WORK TASK
Set each entry down exactly as written.

DATA EXCERPTS
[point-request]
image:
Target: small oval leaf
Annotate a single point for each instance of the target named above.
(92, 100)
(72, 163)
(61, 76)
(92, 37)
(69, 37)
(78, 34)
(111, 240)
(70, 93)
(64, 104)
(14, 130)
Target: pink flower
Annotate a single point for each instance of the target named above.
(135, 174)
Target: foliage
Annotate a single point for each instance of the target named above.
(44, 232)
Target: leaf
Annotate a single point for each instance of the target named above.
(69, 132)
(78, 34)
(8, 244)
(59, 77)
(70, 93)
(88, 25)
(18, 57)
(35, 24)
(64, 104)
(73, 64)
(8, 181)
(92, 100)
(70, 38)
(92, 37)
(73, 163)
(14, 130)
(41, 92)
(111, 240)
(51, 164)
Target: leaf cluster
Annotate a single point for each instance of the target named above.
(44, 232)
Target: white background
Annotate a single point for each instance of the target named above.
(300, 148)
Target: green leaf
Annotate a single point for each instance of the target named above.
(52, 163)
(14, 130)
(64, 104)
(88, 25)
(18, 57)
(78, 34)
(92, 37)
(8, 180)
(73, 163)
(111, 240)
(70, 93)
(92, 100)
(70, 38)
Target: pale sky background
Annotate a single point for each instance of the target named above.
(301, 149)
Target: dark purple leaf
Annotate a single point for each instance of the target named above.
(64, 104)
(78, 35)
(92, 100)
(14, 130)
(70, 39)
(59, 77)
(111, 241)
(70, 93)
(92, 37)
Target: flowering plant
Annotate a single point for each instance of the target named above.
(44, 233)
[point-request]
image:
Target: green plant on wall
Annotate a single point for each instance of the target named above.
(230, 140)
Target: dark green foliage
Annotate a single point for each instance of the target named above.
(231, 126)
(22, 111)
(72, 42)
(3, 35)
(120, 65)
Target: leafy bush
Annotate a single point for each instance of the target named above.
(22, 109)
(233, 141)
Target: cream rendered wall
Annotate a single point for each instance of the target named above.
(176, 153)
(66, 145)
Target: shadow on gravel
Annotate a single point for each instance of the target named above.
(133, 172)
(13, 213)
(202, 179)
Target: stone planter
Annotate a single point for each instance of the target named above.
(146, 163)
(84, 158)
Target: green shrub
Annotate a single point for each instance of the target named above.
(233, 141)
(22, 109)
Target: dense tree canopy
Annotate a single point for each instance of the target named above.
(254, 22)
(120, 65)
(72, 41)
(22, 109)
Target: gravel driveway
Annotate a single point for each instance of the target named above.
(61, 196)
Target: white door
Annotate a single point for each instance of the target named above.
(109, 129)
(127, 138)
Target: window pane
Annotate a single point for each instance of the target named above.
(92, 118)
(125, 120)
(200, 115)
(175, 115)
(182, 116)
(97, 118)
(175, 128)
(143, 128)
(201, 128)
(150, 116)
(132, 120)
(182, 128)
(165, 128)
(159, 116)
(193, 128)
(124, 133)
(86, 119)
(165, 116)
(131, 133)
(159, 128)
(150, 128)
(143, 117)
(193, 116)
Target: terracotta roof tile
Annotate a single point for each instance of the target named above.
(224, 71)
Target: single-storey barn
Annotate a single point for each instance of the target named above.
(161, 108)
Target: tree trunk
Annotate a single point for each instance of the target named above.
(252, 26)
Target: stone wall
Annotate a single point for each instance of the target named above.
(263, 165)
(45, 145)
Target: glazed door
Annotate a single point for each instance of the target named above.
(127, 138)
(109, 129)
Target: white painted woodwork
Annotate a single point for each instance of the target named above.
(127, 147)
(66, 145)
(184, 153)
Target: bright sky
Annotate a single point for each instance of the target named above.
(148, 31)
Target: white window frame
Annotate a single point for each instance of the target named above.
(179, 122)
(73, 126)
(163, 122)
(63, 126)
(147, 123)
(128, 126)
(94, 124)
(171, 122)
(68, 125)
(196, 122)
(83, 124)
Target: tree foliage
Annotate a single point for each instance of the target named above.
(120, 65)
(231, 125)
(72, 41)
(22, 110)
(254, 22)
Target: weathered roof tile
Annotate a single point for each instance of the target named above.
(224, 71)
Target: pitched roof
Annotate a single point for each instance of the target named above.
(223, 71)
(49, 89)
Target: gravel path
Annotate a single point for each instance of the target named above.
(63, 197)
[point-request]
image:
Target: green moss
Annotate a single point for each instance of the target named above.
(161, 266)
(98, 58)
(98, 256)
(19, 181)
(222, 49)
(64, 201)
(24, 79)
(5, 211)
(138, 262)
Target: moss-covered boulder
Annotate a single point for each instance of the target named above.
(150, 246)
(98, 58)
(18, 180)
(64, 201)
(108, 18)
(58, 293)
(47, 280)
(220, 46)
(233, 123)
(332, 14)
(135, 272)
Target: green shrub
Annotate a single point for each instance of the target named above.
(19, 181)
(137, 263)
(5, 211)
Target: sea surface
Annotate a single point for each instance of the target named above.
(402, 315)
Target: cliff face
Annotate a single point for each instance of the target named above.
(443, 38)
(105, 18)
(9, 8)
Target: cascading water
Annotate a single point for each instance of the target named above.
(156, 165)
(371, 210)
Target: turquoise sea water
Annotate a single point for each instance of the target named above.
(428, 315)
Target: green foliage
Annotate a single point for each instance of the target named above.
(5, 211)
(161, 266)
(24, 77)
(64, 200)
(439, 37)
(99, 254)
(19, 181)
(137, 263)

SOLUTION TO THIS PROBLEM
[point-request]
image:
Target: small oval leaf
Annotate a single point for each instance of the target named above.
(92, 100)
(72, 163)
(61, 76)
(92, 37)
(69, 37)
(78, 34)
(111, 240)
(70, 93)
(64, 104)
(14, 130)
Target: pink flower
Annotate a single point for each instance of the target named above.
(135, 174)
Target: foliage
Annotate a single point for each instance of the target named above.
(44, 232)
Target: leaf
Annotate a single point for each instance of the target named above.
(69, 132)
(78, 34)
(8, 244)
(59, 77)
(70, 93)
(88, 25)
(18, 57)
(35, 24)
(64, 104)
(73, 64)
(8, 181)
(92, 100)
(70, 38)
(92, 37)
(73, 163)
(14, 130)
(41, 92)
(111, 240)
(51, 164)
Target: leaf cluster
Annotate a single point for each instance of the target named above.
(44, 232)
Target: white background
Annotate a single point for each instance of the target named above.
(300, 148)
Target: green leaf
Annotate a single point for each instance of the target named above.
(52, 163)
(14, 130)
(64, 104)
(88, 25)
(18, 57)
(78, 34)
(92, 37)
(8, 180)
(73, 163)
(111, 240)
(70, 93)
(92, 100)
(70, 38)
Target: pale sky background
Annotate a single point for each instance of the target named above.
(301, 149)
Target: dark purple leaf
Annotate a single point for each instance of the target named above.
(64, 104)
(78, 35)
(92, 100)
(14, 130)
(70, 39)
(59, 77)
(111, 241)
(70, 93)
(92, 37)
Target: flowering plant
Annotate a single point for each instance of the target named above.
(44, 233)
[point-request]
image:
Target: green plant on wall
Annotate a single point for each instance of the target named above.
(230, 140)
Target: dark green foliage
Annotate a single point for each instance of the target named above.
(231, 126)
(22, 111)
(72, 42)
(3, 35)
(120, 65)
Target: leafy bush
Annotate a single point for each instance of the target named above.
(22, 109)
(233, 141)
Target: cream rendered wall
Annotate a single point for each instance of the target named above.
(176, 153)
(66, 145)
Target: shadow on gravel
Annotate a single point for each instance of the target named above.
(133, 172)
(13, 213)
(202, 179)
Target: stone planter
Annotate a single point for each instance of the target named above.
(146, 163)
(84, 158)
Target: green shrub
Annotate a single point for each instance of the target named above.
(233, 141)
(22, 109)
Target: dense tree canopy
Annotate a single point for each instance of the target named above.
(254, 22)
(120, 65)
(72, 41)
(22, 109)
Target: gravel driveway
Annotate a single point for each instance of the target named above.
(61, 196)
Target: white door
Annotate a single point for each instance of the target named above.
(109, 129)
(127, 138)
Target: window pane
Annotate a single point for each instance of the target named above.
(92, 118)
(125, 120)
(200, 115)
(175, 115)
(182, 116)
(97, 118)
(175, 128)
(143, 128)
(201, 128)
(150, 116)
(132, 120)
(182, 128)
(165, 128)
(159, 116)
(193, 128)
(124, 133)
(86, 119)
(165, 116)
(131, 133)
(159, 128)
(150, 128)
(143, 117)
(193, 116)
Target: terracotta roof tile
Annotate a single point for each instance of the target named above.
(224, 71)
Target: single-storey barn
Annotate a single point for each instance of the target named above.
(161, 108)
Target: tree trunk
Annotate a single point for each instance of the target named above.
(252, 26)
Target: stone wall
Annotate a single point for each instance of the target named above.
(263, 165)
(45, 145)
Target: glazed door
Annotate a single point for each instance of the target named above.
(127, 138)
(109, 129)
Target: white painted woodwork
Annotate a single point for each instance of the target named above.
(127, 147)
(66, 145)
(184, 153)
Target: bright sky
Annotate a single point for each instance of the target named above.
(148, 31)
Target: white window frame
Annotate a single point for each instance of the target named above.
(179, 122)
(73, 126)
(163, 122)
(63, 126)
(147, 123)
(128, 126)
(94, 124)
(171, 122)
(68, 125)
(196, 122)
(83, 124)
Target: tree foliage
Annotate a single point for each instance of the target named above.
(120, 65)
(231, 125)
(72, 41)
(22, 110)
(254, 22)
Target: weathered roof tile
Annotate a single point for each instance of the target named above.
(224, 71)
Target: pitched roof
Annotate a single point for each instance of the target named above.
(223, 71)
(49, 89)
Target: gravel path
Annotate a single point for each instance of the target named above.
(63, 197)
[point-request]
image:
Target: green moss
Annotate a single point for each instance of the target named above.
(161, 266)
(98, 58)
(98, 256)
(19, 181)
(222, 49)
(64, 201)
(24, 79)
(5, 211)
(138, 262)
Target: moss-covered boulder
Annotate a single point for each instance of the target named above.
(150, 246)
(98, 58)
(18, 180)
(64, 201)
(108, 18)
(58, 293)
(47, 280)
(220, 46)
(233, 123)
(332, 14)
(135, 272)
Target: green shrub
Annotate a single point for each instance of the target named above.
(19, 181)
(137, 263)
(5, 211)
Target: sea surface
Annotate a single point for each instance of the target named above.
(402, 315)
Target: cliff face
Annotate a single point for each instance of the target named above.
(443, 38)
(105, 18)
(9, 8)
Target: cascading water
Annotate a single point for each instance of the target named above.
(156, 165)
(371, 210)
Target: turquoise sea water
Annotate a single point for each instance of the target named above.
(428, 315)
Target: green foliage
Annotate a single point for each instance of the target named above.
(5, 211)
(161, 266)
(24, 77)
(64, 200)
(439, 37)
(99, 254)
(19, 181)
(137, 263)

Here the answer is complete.